■ **GOAL**: Show every line of the rows below that contains the string "board", copying each line in full. Case counts.
* Start EXTRACTED RECORDS *
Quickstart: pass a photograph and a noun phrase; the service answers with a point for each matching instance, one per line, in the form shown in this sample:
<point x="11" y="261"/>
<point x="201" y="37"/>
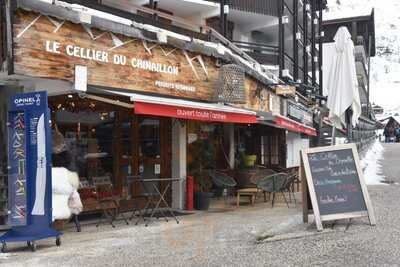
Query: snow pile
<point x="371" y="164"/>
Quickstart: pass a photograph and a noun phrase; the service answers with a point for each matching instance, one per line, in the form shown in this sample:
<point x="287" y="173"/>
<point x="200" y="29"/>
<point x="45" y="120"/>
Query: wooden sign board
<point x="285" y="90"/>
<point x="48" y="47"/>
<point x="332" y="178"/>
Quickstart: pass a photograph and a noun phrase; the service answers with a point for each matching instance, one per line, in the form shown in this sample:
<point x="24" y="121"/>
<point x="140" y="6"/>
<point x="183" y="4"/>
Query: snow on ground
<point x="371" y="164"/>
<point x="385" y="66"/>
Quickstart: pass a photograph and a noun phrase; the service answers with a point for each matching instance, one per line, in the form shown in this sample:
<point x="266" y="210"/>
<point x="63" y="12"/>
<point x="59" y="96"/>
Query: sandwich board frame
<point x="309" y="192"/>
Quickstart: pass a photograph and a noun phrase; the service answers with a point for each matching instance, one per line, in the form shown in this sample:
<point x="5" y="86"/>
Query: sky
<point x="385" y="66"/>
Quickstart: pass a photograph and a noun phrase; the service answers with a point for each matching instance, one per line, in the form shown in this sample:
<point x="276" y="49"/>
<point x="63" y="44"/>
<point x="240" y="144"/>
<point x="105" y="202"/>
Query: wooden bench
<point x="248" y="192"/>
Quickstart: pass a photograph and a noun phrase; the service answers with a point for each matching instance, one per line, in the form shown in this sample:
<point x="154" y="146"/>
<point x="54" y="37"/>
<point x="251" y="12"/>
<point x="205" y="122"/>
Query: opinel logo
* End EXTRACTED RECORDS *
* Start EXTRACTED RECORDS *
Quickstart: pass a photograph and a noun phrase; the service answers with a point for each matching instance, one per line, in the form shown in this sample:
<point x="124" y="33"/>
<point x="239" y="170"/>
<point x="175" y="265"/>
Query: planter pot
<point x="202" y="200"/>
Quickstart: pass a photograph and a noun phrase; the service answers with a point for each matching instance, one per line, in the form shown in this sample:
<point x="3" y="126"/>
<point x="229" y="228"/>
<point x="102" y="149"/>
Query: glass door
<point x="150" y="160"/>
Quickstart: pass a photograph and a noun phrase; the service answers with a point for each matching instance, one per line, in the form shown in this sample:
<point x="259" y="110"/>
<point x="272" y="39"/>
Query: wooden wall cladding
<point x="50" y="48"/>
* End EXTRACTED RECORDS *
■ **WRITTEN RESPONSE**:
Query: wooden sign board
Query: sandwich board frame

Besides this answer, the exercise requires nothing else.